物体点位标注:

▬▬▬

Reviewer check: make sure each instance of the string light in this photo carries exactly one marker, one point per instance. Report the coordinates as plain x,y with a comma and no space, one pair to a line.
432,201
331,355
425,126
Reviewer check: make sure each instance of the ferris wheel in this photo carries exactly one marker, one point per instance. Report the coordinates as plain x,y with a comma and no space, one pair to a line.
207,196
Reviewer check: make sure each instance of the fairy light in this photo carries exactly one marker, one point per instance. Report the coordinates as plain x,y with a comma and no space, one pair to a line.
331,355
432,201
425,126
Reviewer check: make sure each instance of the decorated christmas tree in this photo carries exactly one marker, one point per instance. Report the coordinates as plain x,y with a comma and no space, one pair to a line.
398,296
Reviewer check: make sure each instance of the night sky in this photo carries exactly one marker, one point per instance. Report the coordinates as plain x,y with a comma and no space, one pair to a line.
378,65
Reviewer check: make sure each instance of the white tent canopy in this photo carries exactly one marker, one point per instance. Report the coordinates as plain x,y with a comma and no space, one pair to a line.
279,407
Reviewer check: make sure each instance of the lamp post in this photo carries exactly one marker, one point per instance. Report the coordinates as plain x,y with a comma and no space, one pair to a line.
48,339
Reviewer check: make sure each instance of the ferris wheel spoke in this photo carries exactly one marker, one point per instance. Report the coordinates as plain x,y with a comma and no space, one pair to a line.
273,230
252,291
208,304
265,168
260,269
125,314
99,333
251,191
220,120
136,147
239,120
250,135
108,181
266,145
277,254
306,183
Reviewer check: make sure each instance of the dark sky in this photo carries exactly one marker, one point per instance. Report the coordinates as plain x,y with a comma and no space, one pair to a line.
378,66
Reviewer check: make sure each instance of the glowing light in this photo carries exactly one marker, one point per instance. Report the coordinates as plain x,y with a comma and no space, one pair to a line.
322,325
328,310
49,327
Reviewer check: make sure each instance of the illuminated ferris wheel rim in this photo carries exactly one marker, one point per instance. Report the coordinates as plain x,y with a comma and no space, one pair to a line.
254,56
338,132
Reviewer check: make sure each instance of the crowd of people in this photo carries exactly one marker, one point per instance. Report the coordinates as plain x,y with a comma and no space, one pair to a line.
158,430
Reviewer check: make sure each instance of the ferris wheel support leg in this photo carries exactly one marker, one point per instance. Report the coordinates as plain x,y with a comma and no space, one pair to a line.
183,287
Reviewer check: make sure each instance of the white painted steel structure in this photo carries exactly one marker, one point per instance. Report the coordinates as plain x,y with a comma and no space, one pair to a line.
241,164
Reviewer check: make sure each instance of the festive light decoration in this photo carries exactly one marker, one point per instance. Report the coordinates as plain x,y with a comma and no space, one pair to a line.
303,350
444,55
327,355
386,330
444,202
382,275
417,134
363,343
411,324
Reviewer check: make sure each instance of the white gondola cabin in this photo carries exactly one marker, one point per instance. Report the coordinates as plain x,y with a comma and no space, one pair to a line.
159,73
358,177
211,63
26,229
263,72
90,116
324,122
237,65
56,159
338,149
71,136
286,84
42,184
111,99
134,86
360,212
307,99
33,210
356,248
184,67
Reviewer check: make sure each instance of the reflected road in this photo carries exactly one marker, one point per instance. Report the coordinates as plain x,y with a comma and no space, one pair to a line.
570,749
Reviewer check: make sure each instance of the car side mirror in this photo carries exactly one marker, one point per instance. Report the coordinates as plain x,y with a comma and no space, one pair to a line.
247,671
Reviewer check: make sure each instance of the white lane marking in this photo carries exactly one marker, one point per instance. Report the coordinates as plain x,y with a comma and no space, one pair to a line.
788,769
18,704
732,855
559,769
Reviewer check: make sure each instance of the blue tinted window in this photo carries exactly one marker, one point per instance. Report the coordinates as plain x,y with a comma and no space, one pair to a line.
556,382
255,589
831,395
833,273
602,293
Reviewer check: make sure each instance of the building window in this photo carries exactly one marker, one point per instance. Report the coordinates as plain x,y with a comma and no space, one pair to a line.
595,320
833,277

▬▬▬

任务说明:
把上面的全部材料逐行照抄一遍，一字不改。

参考答案:
Reviewer check: make sure each instance of the string light in this photo carries exactly one marker, one point per instance. Report the coordinates as plain x,y with a comma and no space, one pair to a line.
432,201
331,355
425,126
Reviewer check: make sure each instance of the ferris wheel in this photo carries exactly one marker, one point per instance. Report the coordinates as plain x,y with a comma and no space, one pair to a line.
207,196
Reviewer check: make sure each instance of the fairy light in this photo carries exactly one marker, one point per instance. Report the coordinates as plain x,y with a comma and no space, one pair to a line.
331,355
432,201
425,126
Reviewer check: make sure each instance of the decorated christmas tree in this photo carries exactly one marker, one point per instance. Report the coordinates as plain x,y with a comma and no space, one pair to a line.
398,296
Reviewer check: make sure each instance of the night sky in this photo carries exactly one marker, one point per instance. Report the coordinates as plain x,y with a comma and no space, one pair to a line.
378,65
Reviewer check: make sure each instance of the white tent canopy in this photo carries exactly one marker, one point per instance. Report the coordinates as plain x,y with a comma and no space, one pair to a line.
279,407
Reviewer check: make sure each instance of the lamp post in this photo carries exactly one marker, one point per instance. Report the coordinates as plain x,y with a comma and no space, one pair to a line.
48,339
Reviewer check: make sure each instance of the ferris wheel spoke in this photo carries exactly one marker, one point per instance. Report the coordinates as plain x,y with a comma and no space, one pair to a line.
273,230
252,291
208,304
265,168
260,269
125,314
99,333
251,191
220,120
136,147
239,120
250,135
108,181
266,145
277,254
306,183
Reviewer check: make sure each instance of the dark sky in this photo carries exactly one marker, one point per instance. Report the coordinates as plain x,y with a comma and no space, one pair to a line.
378,66
Reviewer check: make sure each instance of the glowing light in this photo carries exactly one marker, one point per instance. Report the coordinates as plain x,y with a comma and no space, one pair to a line.
322,325
328,310
49,327
Reviewer check: make sure each instance of the illuminated ferris wheel rim in this photo carries exactly one marker, one point per instance. Report the coordinates as plain x,y with a comma and no space, one pair to a line.
254,56
338,132
Reviewer check: make sure each instance of the crowd of people in this photo carries exactly one marker, one point per instance. Report the coordinates as plain x,y with a comma and no space, one pair to a line.
158,430
Reviewer check: make sure each instance of the ferris wheel support leg in this photo carries exactly one marker, one point per instance. Report the coordinates as plain x,y with a comma and no space, one pair to a line.
183,287
Reviewer check: make sure each instance of the white painted steel structure in this photo carries exactly one marker, one point per instance. Report the coordinates as plain x,y with a comma and no space, one pair to a line.
241,164
Reviewer check: make sure each instance of the festive light decoration in this photo carries exactly one marker, one point per instance. Report the coordinates as plain x,y with a comma and no space, one pair to a line.
303,350
444,55
327,355
386,330
444,202
382,275
417,134
363,343
411,324
Reviewer check: make sure each instance of the white gondola cabin in this photo carries exactly one marker, one point per instance. Report the coordinates as plain x,y with a comma and no space, one pair to a line.
159,73
358,177
211,63
26,229
263,72
90,116
324,122
237,65
56,159
338,149
71,136
286,84
42,184
111,99
134,86
360,212
307,99
33,210
356,248
184,67
Reviewer check: make sure each instance of the reflected road in this photo carries exactly one marker, one point per instance. Report the coordinates as plain x,y with a comma and no space, one pair to a line.
570,749
Reviewer check: make sure each instance of the car side mirror in this photo carries exactly one marker, one point per instance. Report the coordinates as plain x,y with a comma and no space, one pair to a line.
247,671
Reviewer check: make sure each instance of the white lane marking in this photo carries exactly one marker, one point per instance. Report the coordinates as plain x,y with a comma and no space, one pair to a line.
788,769
18,704
732,855
559,769
Reviewer check: make sure each instance of the blue tinted window in this photo carries exactly one marker, one point per instance. Report the coordinates as plain x,y with a comma and no space, one pair to a line.
556,382
255,589
831,395
833,273
602,293
Reviewer check: make sure each instance of the building window in this photo carries exactly one marker, one point per instance. Report the coordinates as plain x,y with a comma and no space, one pair to a line.
595,320
833,277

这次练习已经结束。